— start SELECTED TEXT —

The William A. Jones Memorial Bridge, commonly known as the Jones Bridge, is an arched girder bridge that spans the Pasig River in the City of Manila, Philippines. It is named after the United States legislator William Atkinson Jones, who served as the chairman of the U.S. Insular Affairs House Committee which had previously exercised jurisdiction over the Philippines and the principal author of the Jones Law that gave the country legislative autonomy from the United States. Built to replace the historic Puente de España (Bridge of Spain) in the 1910s, the bridge connects Quintin Paredes Road at the Binondo district to Padre Burgos Avenue at the Ermita district.

Originally designed by Filipino architect Juan M. Arellano using French Neoclassical architecture, the first incarnation of the bridge features three arches resting on two heavy piers, adorned by faux-stone and concrete ornaments, as well as four sculptures on concrete plinths allegorically representing motherhood and nationhood. The original bridge was destroyed during the World War II by retreating Japanese troops and was reconstructed in 1946 by the U.S. and Philippine public works. The reconstructed bridge retained the three arches and two piers but removed all of the ornaments. The bridge was first partially restored in 1998. In 2019, the City Government of Manila began a rehabilitation project to "restore" the Jones Bridge to its near-original design using Beaux-Arts architecture similar to that of Pont Alexandre III in Paris and the return of all four La Madre Filipina sculptures.

— end SELECTED TEXT —

REQUEST 1:
Return the lines of the entries from the one containing "Would you mind placing a dot on the number" through the last line of the entries, inclusive, reproduced verbatim.

— start DATA IN THIS EXERCISE —

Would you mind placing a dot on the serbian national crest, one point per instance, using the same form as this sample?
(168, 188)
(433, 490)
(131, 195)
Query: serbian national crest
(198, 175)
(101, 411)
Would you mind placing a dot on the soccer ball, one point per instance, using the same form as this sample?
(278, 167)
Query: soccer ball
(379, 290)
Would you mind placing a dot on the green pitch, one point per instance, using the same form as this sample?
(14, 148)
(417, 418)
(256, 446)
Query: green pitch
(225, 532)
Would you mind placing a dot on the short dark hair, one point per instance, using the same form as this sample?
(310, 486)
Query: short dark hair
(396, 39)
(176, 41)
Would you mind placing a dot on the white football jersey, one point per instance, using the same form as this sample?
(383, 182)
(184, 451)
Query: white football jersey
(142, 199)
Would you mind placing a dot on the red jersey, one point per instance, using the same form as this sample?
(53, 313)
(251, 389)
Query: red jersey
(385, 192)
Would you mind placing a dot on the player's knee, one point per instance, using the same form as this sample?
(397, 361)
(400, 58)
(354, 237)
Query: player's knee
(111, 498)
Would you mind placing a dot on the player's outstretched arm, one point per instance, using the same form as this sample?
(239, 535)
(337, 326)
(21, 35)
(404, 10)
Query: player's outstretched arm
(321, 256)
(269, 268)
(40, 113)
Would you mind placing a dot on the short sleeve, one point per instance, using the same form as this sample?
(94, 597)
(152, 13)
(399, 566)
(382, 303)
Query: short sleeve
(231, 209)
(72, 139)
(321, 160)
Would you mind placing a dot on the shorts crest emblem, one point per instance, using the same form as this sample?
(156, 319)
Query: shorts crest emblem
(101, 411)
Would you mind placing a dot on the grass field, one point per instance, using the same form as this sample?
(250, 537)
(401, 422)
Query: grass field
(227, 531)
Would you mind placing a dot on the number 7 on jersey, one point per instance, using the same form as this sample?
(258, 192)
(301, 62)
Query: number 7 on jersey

— end DATA IN THIS EXERCISE —

REQUEST 2:
Resume the passage on the Jones Bridge in Manila, picking up right after its final sentence.

ANSWER 1:
Would you mind placing a dot on the number 7 on jersey, one point per instance, using the same form as this sample?
(258, 192)
(301, 62)
Query: number 7 on jersey

ANSWER 2:
History

First Jones Bridge (1919-1945) 

The Jones Bridge was originally commissioned under the auspices of the City Government of Manila in 1919 before the Insular Government, through the Philippine Bureau of Public Works, later took over in finishing the bridge's construction in 1920. The bridge was intended to replace the Puente de España (Bridge of Spain), the first bridge built to cross the Pasig River constructed during the Spanish colonial era and the last incarnation of bridges that span the same location since 1630.  It collapsed during the heavy rains of September 1914 that weakened the central pier collapsing the middle span of the bridge. The Puente, which was located at one block upriver at Calle Nueva (now E.T. Yuchengco Street), was temporarily kept open using a temporary truss bridge while the new bridge is being constructed at Quintin Paredes Street.

The construction of new bridges were part of a master plan of Manila Daniel Burnham, who wanted to give emphasis on the rivers of city and likened them to the Seine River in Paris and the canals of Venice. This plan was heavily implemented and supervised by William E. Parsons, but upon the passage of the Jones Act, Filipino architect Juan M. Arellano took over and finished the bridge's final design. Jones died in 1918 while the bridge is still being planned, and the Filipinos named the passageway to the lawmaker for authoring the law that will give the country an autonomy from the United States.

Arellano designed the bridge in the style of the passageways constructed during Haussmann's renovation of Paris. He embellished the piers with a statues of boys on dolphins, similar to the those on the Pont Alexandre III at the river Seine (which he had previously visited). Similar to the Parisian Pont, he marked both ends of the bridge with four plinths and commissioned a sculptor named Martinez to build four statues, called La Madre Filipina (The Philippine Motherland),  which would be placed on the pedestals.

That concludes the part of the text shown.